● **Stated exercise**
Take the line that contains "of the paved" as the first and the last line of the material as the final one; set down exactly the lines in that span.
____
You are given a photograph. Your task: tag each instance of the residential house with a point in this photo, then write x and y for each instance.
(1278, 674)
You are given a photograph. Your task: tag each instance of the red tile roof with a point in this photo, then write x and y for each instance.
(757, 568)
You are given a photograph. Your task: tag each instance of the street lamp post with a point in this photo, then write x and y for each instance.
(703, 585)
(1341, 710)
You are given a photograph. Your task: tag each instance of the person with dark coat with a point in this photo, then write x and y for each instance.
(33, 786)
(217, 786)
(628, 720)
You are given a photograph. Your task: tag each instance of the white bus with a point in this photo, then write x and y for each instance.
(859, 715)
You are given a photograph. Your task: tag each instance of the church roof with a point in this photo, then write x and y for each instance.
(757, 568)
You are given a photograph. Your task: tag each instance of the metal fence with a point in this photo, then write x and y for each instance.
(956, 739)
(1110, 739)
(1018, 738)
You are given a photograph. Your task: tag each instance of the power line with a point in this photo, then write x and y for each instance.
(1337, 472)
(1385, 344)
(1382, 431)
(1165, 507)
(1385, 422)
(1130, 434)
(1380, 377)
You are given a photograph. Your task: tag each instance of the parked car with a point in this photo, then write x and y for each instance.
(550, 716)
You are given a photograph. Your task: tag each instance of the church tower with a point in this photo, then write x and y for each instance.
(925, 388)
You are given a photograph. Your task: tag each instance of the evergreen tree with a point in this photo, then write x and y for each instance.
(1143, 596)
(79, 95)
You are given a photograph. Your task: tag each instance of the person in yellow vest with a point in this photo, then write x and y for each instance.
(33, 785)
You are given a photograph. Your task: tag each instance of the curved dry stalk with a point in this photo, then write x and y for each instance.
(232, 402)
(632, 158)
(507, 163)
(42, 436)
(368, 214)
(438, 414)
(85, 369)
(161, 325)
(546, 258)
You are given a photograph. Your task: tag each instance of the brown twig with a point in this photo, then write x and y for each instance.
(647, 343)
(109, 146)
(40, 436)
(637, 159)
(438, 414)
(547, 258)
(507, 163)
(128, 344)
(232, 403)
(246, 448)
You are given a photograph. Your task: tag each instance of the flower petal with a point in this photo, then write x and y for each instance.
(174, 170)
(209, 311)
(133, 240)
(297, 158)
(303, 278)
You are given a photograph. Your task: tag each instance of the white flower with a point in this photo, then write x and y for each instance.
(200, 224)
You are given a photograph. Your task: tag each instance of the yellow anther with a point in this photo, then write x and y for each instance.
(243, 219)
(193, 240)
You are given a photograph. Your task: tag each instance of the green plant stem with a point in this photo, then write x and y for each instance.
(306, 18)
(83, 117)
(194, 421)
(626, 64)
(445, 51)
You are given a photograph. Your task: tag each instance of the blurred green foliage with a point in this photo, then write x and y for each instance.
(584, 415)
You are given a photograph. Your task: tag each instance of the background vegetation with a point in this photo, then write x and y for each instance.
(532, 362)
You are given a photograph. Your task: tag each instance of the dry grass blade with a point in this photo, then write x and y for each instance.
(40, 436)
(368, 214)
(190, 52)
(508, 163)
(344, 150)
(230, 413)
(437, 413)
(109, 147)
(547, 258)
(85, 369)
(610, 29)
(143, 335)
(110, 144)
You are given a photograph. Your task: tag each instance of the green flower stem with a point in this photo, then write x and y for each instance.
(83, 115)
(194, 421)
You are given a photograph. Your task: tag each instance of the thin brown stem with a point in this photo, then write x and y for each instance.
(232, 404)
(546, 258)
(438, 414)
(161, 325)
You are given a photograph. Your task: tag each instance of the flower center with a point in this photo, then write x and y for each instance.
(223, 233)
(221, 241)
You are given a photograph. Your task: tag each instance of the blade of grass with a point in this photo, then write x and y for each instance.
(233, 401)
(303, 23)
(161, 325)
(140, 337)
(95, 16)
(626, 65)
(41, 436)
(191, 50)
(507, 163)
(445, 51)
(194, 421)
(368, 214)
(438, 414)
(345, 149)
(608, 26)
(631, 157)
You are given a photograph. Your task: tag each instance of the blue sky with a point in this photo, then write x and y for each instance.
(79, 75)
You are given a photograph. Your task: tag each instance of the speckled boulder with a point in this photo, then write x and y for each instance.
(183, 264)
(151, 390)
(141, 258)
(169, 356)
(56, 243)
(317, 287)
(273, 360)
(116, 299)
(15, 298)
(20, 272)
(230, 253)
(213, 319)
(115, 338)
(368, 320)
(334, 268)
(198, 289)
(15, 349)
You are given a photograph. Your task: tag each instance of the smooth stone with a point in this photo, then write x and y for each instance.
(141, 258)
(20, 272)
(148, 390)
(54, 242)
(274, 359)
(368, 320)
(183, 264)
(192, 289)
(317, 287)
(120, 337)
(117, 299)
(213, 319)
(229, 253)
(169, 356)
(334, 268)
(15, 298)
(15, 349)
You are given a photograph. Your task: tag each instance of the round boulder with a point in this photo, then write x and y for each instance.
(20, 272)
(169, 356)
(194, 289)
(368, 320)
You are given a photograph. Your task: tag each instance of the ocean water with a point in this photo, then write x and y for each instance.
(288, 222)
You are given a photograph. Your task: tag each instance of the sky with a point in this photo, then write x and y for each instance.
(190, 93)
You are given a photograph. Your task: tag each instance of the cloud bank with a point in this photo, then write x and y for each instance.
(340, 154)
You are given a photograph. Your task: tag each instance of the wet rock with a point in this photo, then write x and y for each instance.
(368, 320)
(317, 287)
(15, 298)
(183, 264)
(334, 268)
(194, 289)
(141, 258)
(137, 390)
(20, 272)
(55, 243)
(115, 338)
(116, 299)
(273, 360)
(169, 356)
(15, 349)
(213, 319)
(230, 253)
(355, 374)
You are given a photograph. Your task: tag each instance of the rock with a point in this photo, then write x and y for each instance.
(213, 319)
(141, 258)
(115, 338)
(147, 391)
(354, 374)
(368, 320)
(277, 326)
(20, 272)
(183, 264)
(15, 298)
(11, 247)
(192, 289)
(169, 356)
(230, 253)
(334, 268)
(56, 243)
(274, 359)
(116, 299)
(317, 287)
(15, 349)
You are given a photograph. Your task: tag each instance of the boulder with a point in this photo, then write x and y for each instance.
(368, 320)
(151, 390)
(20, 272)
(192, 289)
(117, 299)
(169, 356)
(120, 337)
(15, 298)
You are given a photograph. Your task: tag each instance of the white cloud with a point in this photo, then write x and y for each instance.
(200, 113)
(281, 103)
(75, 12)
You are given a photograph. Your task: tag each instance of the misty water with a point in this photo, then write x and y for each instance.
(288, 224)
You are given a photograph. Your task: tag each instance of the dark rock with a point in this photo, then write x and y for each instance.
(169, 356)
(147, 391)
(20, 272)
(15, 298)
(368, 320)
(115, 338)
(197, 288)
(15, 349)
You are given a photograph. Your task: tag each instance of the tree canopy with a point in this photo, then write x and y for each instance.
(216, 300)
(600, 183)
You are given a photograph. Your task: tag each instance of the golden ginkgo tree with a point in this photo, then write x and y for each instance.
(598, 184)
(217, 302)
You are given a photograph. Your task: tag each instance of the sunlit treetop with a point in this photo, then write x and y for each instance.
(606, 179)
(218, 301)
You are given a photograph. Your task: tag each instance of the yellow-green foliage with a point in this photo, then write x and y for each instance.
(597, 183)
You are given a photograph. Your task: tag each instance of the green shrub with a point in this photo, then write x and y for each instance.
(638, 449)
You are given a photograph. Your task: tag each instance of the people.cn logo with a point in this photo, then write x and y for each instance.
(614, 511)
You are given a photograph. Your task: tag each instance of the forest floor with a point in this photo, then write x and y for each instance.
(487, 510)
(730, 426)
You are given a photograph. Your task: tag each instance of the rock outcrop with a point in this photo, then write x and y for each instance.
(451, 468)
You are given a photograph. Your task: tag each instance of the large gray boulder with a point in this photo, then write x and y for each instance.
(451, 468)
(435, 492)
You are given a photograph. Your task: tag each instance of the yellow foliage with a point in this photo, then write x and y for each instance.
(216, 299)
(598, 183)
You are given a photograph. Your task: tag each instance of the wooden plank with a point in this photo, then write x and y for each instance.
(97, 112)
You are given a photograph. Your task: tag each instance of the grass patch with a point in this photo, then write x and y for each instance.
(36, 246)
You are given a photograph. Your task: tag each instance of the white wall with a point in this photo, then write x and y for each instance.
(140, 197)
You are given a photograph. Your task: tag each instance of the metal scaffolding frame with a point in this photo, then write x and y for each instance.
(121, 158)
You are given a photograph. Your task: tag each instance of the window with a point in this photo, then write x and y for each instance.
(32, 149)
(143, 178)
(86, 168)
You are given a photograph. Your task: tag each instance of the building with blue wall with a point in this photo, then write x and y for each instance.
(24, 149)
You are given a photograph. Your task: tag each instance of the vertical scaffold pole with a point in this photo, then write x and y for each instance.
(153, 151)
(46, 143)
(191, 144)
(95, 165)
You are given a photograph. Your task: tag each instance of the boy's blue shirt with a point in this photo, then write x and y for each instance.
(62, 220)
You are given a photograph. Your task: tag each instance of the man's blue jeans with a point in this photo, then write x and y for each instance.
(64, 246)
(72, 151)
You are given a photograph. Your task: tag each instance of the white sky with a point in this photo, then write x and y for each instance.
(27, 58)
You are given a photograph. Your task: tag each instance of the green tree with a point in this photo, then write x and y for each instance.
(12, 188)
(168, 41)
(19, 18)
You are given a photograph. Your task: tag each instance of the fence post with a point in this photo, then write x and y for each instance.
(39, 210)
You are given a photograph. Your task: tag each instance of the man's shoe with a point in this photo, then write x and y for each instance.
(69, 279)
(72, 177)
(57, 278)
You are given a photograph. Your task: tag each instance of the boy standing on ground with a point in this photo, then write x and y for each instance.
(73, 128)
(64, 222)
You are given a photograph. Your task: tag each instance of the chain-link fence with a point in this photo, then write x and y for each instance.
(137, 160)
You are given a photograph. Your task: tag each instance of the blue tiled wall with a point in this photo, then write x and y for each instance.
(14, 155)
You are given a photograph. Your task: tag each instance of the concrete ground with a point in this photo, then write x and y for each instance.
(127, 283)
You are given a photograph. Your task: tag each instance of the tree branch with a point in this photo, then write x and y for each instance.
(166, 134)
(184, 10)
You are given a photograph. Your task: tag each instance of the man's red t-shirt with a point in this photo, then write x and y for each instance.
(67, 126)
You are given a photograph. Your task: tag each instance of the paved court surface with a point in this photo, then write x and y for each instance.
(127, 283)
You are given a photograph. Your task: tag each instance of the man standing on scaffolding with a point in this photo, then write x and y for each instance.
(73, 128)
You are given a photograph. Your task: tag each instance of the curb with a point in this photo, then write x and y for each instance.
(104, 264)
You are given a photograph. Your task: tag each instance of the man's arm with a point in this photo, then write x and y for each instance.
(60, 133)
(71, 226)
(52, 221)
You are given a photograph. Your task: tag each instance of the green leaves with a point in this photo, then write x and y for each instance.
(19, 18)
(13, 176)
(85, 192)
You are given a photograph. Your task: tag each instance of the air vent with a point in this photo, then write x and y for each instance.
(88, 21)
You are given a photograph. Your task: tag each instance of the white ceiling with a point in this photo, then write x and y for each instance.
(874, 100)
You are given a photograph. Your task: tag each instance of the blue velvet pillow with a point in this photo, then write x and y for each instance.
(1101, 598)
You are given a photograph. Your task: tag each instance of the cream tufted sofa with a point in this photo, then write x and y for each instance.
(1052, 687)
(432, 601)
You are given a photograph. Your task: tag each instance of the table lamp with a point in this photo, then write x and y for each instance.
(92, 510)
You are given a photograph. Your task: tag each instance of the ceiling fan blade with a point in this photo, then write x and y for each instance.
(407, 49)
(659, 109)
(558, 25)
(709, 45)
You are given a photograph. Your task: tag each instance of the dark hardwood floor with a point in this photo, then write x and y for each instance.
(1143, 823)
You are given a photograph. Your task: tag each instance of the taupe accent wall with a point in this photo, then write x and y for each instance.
____
● **In response**
You are given a photograph. Your task: tag each instance of the paved court surface with a point in this photo, then write x and y for each instance.
(127, 283)
You are given a photograph. Your task: tag each instance of the man standing on scaffolding with a point in this photo, then write x and y for each instance.
(73, 128)
You are given a photograph. Your task: tag each instance of the curb with a point in this photo, then write x and y for each instance.
(104, 264)
You are given a photograph. Your task: tag each instance of the man's arm with a point in this photo, then write x and y for each instance.
(60, 133)
(71, 226)
(52, 221)
You are given a photograph. Your task: tag each instance of the green leaves with a point in this photo, then write x and y for each instance.
(19, 18)
(13, 176)
(85, 192)
You are given a photograph. Your task: tag each instance of the air vent with a point in this photo, then write x and y for each instance.
(88, 21)
You are given a photograph. Your task: tag each instance of the white ceiling with a point in this photo, then write x and y for each instance.
(874, 100)
You are given a photograph. Your task: tag each instance of the blue velvet pillow with a point in this photo, then write x and y for each instance.
(1101, 598)
You are given a photograph. Your task: tag each instance of the cream tufted sofa with a point in this photo, then write x and y for each instance.
(1052, 687)
(432, 601)
You are given a photograph. Your task: tag each instance of the table lamp with a point in this photo, then write x and y for each instance.
(92, 510)
You are given a photograph. Your task: tag each instance of the ceiling fan blade with a point in this photo, then write x and y for each instance.
(407, 49)
(659, 109)
(558, 25)
(709, 45)
You are given a photograph. Your task: tag each instance of the dark hardwood floor with a point in this photo, then write x and y for each instance.
(1143, 823)
You are given a photograph. Your task: tag each instance of the taupe accent wall with a point in this photo, then write x and y for each instance.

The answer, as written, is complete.